What do the lines say from the one containing "the wet rock" to the end of the records? Restate them word for word, and only those.

··· Supplied entries

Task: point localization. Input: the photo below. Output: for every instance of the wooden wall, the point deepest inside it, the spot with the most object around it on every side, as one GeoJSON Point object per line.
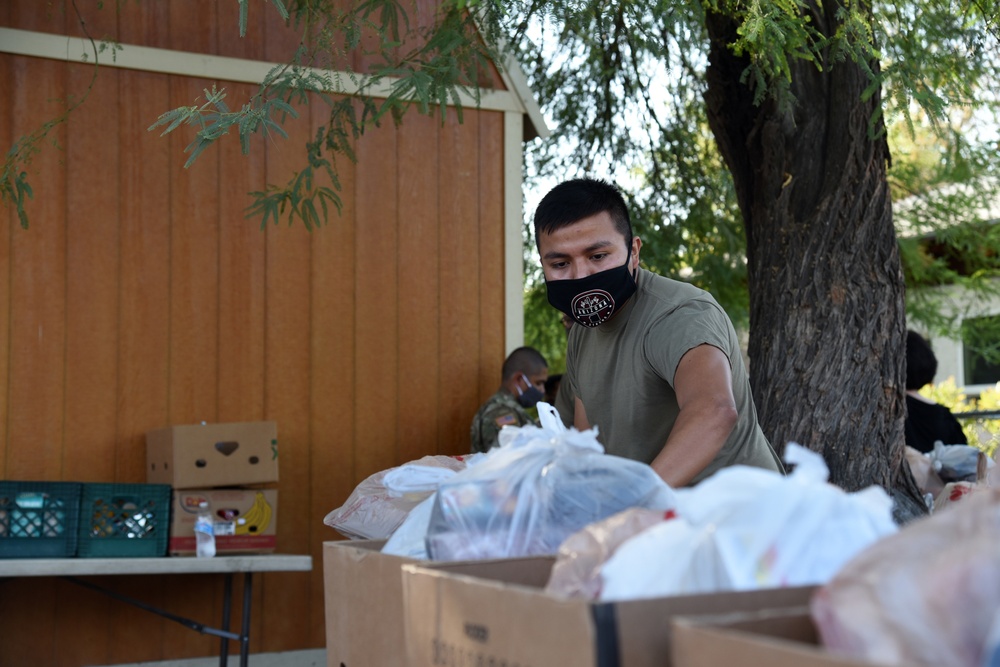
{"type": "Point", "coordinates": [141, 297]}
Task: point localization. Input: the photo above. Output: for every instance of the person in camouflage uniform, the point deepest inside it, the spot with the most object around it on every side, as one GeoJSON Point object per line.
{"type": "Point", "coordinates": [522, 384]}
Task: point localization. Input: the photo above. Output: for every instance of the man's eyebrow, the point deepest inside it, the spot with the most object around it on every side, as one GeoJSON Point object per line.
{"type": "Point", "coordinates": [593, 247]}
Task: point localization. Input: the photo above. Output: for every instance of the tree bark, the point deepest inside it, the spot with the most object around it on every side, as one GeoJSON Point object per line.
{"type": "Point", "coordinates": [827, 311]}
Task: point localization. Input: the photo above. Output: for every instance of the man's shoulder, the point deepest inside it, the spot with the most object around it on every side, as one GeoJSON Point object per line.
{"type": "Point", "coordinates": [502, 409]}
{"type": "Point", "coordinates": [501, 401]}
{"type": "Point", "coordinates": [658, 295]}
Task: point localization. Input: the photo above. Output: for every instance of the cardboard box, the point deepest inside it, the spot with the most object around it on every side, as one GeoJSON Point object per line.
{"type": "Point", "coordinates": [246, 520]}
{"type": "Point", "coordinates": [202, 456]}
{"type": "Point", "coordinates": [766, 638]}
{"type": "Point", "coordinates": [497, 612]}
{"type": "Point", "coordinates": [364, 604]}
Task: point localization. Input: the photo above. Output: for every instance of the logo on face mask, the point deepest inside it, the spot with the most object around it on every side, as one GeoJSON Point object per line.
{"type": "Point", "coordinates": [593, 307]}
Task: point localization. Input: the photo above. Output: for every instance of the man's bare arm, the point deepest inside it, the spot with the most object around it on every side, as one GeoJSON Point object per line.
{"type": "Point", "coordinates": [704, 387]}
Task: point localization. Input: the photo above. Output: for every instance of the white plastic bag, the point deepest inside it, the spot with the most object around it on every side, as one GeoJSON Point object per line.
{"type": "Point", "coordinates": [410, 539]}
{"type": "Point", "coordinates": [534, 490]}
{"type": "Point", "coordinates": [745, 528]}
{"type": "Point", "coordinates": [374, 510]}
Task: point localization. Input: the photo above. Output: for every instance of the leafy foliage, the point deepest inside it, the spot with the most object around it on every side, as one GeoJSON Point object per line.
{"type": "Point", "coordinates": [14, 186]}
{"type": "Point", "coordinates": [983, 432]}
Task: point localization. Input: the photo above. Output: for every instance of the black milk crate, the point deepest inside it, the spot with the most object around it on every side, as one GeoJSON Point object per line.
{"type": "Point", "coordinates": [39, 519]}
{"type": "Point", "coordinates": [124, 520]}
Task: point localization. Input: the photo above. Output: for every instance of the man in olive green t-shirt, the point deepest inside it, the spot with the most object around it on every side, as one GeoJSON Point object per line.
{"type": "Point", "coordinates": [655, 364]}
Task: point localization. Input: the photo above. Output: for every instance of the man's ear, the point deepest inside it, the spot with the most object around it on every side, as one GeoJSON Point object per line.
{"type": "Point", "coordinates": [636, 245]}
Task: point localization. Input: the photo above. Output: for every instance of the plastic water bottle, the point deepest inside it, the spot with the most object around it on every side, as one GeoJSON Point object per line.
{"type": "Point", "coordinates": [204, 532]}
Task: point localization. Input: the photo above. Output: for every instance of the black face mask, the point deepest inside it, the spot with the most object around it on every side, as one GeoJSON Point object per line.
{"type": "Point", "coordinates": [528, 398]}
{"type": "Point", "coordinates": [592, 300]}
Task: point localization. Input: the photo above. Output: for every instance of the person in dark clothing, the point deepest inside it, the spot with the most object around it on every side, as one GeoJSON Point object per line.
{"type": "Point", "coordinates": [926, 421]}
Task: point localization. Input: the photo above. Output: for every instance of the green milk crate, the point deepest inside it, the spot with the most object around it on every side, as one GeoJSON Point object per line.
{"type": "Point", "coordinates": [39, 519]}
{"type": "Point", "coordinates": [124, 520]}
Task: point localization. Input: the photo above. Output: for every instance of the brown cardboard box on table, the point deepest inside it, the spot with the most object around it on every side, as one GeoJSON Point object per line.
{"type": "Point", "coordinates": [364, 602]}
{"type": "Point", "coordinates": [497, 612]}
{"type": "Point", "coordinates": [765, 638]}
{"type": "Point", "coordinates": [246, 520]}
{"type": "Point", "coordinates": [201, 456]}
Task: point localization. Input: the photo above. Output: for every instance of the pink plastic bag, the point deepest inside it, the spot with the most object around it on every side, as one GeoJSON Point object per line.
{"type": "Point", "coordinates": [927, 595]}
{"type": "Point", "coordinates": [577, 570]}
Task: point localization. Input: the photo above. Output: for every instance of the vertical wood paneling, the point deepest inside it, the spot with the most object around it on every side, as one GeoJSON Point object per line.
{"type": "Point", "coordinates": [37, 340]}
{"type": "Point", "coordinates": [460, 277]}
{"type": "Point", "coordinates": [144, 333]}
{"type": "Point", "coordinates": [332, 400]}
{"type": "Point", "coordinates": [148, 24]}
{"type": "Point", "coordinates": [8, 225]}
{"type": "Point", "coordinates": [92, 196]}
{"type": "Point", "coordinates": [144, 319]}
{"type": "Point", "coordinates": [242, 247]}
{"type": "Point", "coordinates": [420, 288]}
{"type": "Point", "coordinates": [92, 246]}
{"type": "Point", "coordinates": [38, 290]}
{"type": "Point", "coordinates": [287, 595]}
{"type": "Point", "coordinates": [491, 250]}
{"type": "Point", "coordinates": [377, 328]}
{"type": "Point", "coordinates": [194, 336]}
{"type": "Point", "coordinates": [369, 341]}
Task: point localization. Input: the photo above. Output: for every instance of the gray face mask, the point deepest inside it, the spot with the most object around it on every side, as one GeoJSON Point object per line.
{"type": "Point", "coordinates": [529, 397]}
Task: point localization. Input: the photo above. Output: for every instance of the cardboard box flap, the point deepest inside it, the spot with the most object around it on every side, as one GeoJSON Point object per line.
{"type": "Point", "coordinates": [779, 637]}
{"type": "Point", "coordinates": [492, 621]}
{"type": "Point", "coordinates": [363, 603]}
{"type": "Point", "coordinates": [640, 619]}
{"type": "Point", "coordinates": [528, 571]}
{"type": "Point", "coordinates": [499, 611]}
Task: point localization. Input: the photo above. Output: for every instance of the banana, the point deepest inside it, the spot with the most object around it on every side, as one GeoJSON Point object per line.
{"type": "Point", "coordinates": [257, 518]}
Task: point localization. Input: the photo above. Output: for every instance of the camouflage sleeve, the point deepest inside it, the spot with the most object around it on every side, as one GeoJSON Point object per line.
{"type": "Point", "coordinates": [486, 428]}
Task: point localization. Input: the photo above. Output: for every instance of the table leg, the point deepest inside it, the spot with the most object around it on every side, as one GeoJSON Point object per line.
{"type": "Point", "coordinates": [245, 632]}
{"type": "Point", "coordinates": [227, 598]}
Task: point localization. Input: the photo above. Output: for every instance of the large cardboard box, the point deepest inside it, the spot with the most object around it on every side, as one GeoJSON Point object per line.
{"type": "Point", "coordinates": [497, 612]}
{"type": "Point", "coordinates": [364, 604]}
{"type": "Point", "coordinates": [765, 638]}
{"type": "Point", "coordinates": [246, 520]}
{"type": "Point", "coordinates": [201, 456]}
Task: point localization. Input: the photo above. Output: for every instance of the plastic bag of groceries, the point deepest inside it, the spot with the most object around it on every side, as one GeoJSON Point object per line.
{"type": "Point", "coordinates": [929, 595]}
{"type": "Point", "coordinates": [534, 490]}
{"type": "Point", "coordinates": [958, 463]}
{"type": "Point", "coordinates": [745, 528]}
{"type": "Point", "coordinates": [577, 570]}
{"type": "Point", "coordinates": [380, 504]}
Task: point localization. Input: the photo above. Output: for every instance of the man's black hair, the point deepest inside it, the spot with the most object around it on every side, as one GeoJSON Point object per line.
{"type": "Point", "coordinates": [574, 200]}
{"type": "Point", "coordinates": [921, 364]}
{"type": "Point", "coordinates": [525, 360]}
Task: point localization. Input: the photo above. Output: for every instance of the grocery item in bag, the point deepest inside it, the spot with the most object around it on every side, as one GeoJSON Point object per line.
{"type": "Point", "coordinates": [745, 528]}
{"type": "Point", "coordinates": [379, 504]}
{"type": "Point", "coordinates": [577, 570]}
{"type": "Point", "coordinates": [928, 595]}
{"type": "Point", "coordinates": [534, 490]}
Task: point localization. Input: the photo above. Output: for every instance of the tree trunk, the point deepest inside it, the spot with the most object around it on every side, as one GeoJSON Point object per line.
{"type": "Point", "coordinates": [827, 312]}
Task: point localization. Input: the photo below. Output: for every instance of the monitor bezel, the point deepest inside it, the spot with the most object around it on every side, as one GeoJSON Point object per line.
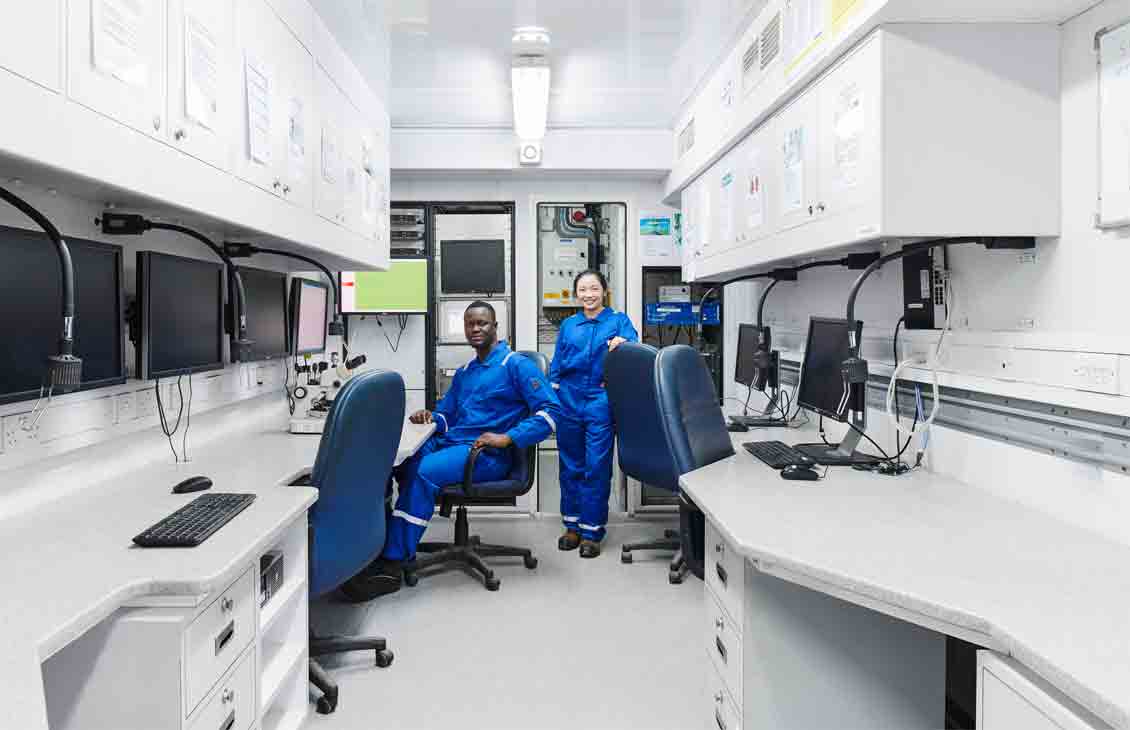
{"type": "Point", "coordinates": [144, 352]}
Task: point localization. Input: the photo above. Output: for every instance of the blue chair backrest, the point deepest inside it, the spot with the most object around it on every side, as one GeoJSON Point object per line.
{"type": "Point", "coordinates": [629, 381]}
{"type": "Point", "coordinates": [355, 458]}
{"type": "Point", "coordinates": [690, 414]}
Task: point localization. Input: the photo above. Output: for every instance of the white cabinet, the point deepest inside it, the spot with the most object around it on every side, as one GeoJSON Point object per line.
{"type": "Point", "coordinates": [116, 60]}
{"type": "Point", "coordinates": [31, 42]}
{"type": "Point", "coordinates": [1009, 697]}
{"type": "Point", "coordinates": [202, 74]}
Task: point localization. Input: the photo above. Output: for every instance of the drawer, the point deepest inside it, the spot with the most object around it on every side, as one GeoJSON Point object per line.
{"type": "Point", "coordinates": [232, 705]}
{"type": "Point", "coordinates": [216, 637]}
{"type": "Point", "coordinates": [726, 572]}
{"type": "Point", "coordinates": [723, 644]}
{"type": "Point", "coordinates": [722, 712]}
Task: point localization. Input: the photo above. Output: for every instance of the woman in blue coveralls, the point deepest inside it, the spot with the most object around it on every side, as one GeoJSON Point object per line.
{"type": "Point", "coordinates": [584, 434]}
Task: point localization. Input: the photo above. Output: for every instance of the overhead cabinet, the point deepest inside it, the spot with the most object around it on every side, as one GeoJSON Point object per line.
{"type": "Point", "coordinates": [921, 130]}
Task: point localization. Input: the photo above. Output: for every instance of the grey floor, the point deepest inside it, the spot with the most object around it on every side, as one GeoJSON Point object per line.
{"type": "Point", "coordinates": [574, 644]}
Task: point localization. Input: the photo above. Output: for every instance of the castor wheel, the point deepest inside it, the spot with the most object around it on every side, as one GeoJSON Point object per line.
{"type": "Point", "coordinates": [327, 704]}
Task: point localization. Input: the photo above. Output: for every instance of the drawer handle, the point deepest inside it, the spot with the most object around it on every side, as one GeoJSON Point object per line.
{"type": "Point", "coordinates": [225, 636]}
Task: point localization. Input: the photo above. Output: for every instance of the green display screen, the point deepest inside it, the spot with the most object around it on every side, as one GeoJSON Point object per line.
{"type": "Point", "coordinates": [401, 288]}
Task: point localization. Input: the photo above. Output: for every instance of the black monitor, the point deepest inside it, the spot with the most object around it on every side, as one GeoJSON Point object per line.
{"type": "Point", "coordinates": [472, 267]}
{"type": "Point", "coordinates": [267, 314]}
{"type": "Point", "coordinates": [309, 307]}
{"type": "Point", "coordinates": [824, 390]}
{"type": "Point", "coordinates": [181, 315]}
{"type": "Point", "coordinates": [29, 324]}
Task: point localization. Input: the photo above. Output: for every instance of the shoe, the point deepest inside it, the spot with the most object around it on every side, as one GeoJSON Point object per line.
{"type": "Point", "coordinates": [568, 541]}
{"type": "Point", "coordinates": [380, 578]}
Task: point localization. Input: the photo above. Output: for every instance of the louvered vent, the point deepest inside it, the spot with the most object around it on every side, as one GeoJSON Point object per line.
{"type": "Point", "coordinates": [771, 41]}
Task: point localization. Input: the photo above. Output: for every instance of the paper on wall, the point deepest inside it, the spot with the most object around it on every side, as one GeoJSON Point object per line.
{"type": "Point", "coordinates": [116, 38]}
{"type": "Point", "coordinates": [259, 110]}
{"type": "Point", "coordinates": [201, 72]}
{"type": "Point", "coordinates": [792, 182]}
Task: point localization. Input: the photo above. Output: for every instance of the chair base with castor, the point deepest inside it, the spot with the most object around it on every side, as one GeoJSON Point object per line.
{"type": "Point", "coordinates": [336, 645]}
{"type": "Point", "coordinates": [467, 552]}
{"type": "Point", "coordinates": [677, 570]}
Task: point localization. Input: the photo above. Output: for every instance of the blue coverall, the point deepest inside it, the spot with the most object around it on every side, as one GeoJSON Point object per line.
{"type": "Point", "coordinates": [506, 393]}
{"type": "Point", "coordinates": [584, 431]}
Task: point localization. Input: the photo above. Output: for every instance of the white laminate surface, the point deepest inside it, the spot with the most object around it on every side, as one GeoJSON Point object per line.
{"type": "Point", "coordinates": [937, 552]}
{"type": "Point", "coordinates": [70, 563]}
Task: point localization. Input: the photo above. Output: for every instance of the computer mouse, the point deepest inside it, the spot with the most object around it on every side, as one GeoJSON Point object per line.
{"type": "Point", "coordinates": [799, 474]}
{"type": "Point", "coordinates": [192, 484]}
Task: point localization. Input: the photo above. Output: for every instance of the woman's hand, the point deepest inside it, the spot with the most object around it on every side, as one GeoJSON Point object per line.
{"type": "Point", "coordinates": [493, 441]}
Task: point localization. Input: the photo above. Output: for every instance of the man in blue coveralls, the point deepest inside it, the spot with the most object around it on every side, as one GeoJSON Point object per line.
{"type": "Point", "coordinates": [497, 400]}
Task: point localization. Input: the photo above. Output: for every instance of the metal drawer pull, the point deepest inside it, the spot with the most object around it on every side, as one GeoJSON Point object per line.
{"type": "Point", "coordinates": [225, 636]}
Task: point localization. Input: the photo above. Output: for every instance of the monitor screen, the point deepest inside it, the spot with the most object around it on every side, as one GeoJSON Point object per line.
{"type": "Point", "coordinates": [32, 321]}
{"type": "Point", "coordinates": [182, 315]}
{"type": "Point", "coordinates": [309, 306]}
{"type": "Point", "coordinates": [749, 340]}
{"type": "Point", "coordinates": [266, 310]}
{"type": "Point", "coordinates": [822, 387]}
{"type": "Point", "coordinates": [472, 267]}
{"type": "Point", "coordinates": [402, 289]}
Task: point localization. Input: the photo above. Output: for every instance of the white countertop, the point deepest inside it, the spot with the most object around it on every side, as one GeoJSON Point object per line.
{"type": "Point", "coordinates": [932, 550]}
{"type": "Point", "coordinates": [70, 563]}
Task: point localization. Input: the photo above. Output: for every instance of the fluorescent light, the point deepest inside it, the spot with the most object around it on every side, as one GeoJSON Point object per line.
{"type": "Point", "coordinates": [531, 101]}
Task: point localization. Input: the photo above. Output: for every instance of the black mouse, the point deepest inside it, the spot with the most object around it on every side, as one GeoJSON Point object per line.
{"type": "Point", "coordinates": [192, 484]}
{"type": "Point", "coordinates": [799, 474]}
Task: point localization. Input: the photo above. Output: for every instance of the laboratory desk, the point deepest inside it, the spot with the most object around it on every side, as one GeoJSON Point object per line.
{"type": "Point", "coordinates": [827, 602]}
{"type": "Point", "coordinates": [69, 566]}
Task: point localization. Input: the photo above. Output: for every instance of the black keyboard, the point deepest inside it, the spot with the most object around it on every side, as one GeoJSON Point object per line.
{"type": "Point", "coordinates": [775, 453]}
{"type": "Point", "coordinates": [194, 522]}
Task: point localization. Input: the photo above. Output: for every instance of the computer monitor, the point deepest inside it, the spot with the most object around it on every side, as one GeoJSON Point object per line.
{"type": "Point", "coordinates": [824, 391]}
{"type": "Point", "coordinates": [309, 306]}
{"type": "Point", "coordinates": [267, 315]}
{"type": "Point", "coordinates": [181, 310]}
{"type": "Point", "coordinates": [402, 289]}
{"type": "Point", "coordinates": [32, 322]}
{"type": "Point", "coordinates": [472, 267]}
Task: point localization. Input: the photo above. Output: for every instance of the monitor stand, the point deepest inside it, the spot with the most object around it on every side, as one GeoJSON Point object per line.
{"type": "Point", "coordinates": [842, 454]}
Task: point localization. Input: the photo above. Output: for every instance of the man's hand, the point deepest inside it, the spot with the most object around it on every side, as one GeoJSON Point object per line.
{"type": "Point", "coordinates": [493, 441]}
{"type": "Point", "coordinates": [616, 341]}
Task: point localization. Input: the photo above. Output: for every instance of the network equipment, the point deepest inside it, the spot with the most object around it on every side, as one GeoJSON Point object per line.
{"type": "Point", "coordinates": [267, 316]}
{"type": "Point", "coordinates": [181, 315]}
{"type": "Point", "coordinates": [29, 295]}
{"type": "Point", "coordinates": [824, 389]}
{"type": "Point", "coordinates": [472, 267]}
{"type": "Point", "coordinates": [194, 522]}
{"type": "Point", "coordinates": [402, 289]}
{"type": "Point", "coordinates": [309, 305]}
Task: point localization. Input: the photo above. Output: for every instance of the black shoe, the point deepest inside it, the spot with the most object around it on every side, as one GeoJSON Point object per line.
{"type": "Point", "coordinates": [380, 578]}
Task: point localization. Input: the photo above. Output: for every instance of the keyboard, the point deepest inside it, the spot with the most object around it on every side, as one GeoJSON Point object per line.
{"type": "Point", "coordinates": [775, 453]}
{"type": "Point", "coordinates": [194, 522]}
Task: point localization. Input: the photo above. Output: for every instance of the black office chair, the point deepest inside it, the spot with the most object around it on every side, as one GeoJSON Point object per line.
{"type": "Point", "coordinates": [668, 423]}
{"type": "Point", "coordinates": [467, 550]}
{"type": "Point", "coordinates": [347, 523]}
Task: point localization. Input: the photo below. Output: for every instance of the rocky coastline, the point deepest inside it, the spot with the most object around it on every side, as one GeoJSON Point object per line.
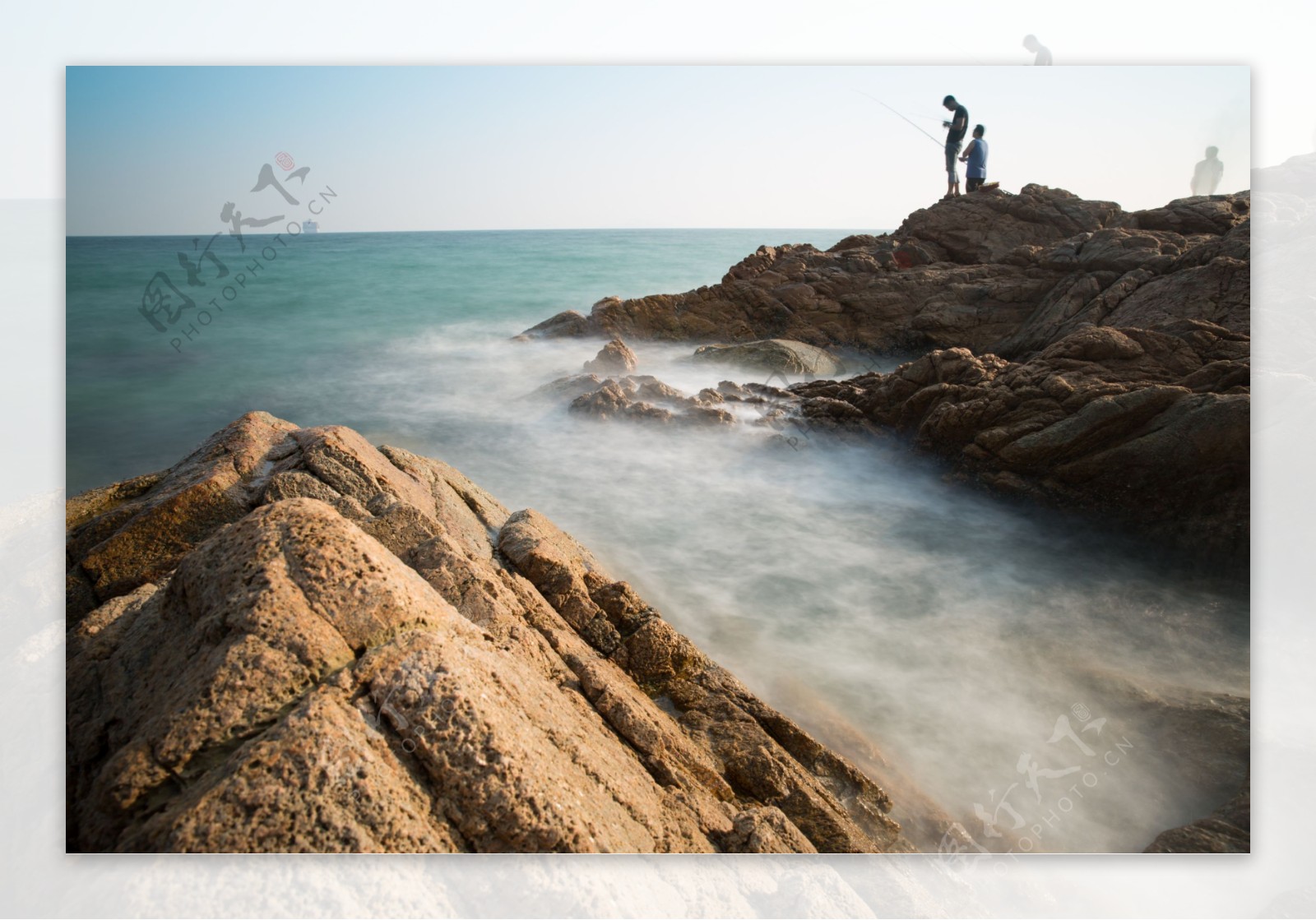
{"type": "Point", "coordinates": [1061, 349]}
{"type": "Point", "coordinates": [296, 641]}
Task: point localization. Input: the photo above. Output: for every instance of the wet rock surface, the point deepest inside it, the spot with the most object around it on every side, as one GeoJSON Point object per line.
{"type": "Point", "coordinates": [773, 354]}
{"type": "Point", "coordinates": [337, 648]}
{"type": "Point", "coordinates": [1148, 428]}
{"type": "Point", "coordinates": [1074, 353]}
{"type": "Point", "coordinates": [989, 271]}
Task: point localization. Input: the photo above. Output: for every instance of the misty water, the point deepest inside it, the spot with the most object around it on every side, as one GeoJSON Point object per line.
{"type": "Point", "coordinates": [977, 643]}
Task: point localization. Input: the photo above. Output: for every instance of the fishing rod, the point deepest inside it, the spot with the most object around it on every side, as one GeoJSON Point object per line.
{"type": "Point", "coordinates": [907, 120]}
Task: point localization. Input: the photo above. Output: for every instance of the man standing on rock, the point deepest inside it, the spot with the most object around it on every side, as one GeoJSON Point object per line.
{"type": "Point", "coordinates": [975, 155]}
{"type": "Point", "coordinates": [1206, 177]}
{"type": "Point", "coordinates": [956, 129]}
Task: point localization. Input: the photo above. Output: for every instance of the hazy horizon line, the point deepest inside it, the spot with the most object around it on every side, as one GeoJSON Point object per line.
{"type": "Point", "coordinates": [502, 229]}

······

Task answer:
Task: point localization. Input: the photo above. Output: for every instance of the wet rock surface, the point deepest inside it, the spot with the most object around it on every side, as one GeoJSON Point object per line.
{"type": "Point", "coordinates": [773, 354]}
{"type": "Point", "coordinates": [337, 648]}
{"type": "Point", "coordinates": [1148, 428]}
{"type": "Point", "coordinates": [1074, 353]}
{"type": "Point", "coordinates": [989, 271]}
Task: point localization. Input: the photo above. Output: for every instance of the misty water, the point deepest inside it, the spot with the most object around it on every side, as one GeoJSON Point object per line.
{"type": "Point", "coordinates": [977, 643]}
Task: point localization. Input: the photo above. Output: for every instance of the fishing rod, the point deepest inside it, the spot with the most object around it on every side, as one GeoJSON Point object per line.
{"type": "Point", "coordinates": [907, 120]}
Task: point localization. Input: the photo above. Output: for every instance of the man standing on rock, the point deepest inside it, the spot with the most object around it on every side, as one GeoJSON Point object per line.
{"type": "Point", "coordinates": [975, 155]}
{"type": "Point", "coordinates": [1206, 177]}
{"type": "Point", "coordinates": [956, 129]}
Task: point localization. Input: the photo above. Output: for every instance of the hazy horizon line, the point deepest inside it, the spot with the most object around it on every side, as one GeoJSON Point object per line.
{"type": "Point", "coordinates": [502, 229]}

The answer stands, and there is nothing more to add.